**Excerpt to read**
# Papers



## Sandy S. (Apr 6, 2004)

Does anyone know how long it takes to get papers from ADM, I think that is what it is called. I sent in registration papers about Feb. 18th and haven't received them back yet. They did call one week after I sent them in to get information corrected. I put to many letters in the name. I have emailed them and not heard back on My Little Valentine Willows papers.

So does anyone know how long it takes?

Thanks,


----------



## SherryM (Apr 6, 2004)

HI,

What address did you send your paperwork to? The reason I ask is that ADMS moved 2 or 3 years ago but there are still some old forms out there with the previous address on them. FYI their current address is The American Donkey and Mule Society, PO Box 1210 Lewisville TX 75067. If you sent your paperwork to their current address I would think based on my past experience with the registry that you should be receiving your papers shortly.


----------



## Sandy S. (Apr 8, 2004)

I know they got them because they called me, I had to change her name some because I had put in to many letters. Went over the 35 limit by 2.

**Task to complete**
Reproduce, word for word, the part of the thread on registration papers starting at "## Sandy S. (Apr 6, 2004)" and ending at "Valentine Willows papers.".

**Given information**

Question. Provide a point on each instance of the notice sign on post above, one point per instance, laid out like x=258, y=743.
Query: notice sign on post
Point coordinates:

**Answer to this exercise**
## Sandy S. (Apr 6, 2004)

Does anyone know how long it takes to get papers from ADM, I think that is what it is called. I sent in registration papers about Feb. 18th and haven't received them back yet. They did call one week after I sent them in to get information corrected. I put to many letters in the name. I have emailed them and not heard back on My Little Valentine Willows papers.